# [取り組む課題]
抜粋から、「踊ることだけでなく、身体を細かく観察することが何よりも楽しかったのです。」で始まり「妊娠中には静脈瘤、産後には尿漏れにも悩まされました。」まで続く部分を一字一句そのまま書き写すこと。

# [抜粋]
__________

幼少期と舞台の時代
4歳でクラシックバレエを始め、退屈なはずの基礎練習が大好きな、少し珍しい子どもでした。
踊ることだけでなく、身体を細かく観察することが何よりも楽しかったのです。
やがて17歳でミュージカルの世界へ。
数か月間、週に10回以上の公演をこなす日々の中で、怪我をせず最高のパフォーマンスを維持するため、
心身のコンディションを徹底的に整えることが習慣になりました。
出産・変化・ピラティスとの出会い
妊娠中には静脈瘤、産後には尿漏れにも悩まされました。
女性の身体がいかに変化していくのかを身をもって体験し、
「もっと自分の身体を理解し、コントロールしたい」と強く思うようになります。
その思いからピラティスの指導者資格を取得。
さらに成果を出せる指導を目指し、筋骨格系機能解剖学とコンディショニングを学びました。

__________

指示表現データ:

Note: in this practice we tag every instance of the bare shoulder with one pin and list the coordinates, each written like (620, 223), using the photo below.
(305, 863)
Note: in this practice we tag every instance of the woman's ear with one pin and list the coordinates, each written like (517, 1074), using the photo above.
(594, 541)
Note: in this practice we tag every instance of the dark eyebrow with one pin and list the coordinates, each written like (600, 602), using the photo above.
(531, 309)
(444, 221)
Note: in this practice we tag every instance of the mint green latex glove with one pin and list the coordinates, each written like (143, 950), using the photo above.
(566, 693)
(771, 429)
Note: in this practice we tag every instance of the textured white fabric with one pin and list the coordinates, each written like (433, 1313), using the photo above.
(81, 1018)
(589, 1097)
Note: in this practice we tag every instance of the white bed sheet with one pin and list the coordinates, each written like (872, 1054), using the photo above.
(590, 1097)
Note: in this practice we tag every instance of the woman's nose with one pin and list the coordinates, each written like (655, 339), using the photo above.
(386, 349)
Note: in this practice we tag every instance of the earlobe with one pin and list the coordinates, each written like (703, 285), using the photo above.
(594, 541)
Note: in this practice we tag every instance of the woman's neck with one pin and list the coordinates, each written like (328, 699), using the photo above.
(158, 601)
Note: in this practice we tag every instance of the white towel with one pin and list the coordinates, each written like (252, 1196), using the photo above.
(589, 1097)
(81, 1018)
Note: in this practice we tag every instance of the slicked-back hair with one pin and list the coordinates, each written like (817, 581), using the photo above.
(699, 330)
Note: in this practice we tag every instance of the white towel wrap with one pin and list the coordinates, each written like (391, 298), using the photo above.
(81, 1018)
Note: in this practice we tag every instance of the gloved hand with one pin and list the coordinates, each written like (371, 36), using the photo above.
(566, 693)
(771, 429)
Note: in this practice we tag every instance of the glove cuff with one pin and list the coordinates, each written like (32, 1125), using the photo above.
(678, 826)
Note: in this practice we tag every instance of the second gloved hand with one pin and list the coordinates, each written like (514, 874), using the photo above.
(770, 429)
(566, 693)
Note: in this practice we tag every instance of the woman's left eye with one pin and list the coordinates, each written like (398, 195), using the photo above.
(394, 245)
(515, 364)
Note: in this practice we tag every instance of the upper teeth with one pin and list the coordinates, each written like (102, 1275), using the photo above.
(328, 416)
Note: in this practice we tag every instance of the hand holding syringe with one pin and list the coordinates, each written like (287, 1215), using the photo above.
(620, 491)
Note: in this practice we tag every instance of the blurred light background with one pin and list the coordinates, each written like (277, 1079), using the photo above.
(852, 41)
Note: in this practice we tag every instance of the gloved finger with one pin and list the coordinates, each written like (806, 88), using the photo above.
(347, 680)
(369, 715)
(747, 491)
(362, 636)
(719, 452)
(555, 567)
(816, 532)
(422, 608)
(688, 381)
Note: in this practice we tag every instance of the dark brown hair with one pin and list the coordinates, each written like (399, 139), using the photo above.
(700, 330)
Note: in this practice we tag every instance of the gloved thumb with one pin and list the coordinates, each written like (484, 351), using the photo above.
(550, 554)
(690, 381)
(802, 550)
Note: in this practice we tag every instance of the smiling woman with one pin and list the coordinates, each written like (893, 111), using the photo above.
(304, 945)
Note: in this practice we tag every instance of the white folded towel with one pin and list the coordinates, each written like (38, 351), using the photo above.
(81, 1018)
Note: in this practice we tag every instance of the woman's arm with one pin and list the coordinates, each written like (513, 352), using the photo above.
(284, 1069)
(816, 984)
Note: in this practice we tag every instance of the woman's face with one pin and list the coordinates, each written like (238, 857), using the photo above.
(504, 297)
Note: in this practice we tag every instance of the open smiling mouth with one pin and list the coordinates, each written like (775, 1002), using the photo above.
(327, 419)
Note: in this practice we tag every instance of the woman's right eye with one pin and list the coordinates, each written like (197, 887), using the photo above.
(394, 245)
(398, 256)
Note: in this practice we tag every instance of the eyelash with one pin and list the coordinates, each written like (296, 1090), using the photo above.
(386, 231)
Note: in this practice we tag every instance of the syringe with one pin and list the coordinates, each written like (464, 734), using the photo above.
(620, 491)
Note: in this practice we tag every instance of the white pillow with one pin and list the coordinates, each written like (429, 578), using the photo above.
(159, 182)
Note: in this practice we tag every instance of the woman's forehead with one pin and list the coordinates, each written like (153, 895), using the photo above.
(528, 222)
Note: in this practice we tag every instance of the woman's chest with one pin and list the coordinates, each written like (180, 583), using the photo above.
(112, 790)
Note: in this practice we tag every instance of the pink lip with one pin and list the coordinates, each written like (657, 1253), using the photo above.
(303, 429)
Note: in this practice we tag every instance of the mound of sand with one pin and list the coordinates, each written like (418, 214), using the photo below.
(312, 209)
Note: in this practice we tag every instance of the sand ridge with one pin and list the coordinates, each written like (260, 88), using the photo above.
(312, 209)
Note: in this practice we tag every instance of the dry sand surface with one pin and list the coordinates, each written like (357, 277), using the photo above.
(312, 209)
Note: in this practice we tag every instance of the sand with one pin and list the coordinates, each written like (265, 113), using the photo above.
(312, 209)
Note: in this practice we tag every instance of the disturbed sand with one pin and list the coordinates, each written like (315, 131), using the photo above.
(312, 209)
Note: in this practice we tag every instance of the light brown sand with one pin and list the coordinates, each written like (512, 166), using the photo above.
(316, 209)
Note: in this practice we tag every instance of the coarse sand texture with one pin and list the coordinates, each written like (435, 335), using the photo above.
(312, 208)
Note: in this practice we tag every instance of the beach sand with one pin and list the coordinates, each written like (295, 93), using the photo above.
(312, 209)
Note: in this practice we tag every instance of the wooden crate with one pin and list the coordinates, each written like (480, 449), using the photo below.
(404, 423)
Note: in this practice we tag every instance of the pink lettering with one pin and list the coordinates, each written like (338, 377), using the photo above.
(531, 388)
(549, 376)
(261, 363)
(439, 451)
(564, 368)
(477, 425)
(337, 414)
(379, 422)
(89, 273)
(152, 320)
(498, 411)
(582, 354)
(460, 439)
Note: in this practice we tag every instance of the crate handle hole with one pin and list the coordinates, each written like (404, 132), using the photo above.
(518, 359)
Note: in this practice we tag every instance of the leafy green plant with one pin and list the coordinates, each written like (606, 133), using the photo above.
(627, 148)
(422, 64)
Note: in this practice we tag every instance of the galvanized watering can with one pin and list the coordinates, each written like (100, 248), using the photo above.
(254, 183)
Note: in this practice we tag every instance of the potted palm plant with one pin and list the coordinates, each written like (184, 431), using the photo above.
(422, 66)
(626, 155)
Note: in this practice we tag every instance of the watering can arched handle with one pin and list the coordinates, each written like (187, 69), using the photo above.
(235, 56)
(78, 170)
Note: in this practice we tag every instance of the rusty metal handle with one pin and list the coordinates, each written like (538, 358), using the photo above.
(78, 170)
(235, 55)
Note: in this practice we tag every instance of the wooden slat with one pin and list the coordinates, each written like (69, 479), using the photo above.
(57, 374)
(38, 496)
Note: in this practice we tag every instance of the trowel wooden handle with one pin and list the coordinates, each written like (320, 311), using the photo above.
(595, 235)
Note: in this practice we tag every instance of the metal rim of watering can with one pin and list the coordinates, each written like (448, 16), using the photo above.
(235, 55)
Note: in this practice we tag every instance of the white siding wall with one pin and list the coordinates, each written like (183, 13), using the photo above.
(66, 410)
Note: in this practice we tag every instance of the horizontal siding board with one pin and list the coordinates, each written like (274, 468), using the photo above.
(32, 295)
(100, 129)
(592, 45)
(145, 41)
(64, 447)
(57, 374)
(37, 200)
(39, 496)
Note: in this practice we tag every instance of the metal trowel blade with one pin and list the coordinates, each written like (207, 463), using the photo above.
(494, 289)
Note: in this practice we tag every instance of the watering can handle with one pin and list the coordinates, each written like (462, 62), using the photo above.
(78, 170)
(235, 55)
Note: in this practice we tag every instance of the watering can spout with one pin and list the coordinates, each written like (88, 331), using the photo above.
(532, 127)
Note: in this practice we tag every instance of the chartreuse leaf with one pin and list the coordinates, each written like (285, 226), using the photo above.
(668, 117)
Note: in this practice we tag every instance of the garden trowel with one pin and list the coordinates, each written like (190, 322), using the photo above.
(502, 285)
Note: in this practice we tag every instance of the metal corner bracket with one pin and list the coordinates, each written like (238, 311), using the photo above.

__________

# [最終解答]
踊ることだけでなく、身体を細かく観察することが何よりも楽しかったのです。
やがて17歳でミュージカルの世界へ。
数か月間、週に10回以上の公演をこなす日々の中で、怪我をせず最高のパフォーマンスを維持するため、
心身のコンディションを徹底的に整えることが習慣になりました。
出産・変化・ピラティスとの出会い
妊娠中には静脈瘤、産後には尿漏れにも悩まされました。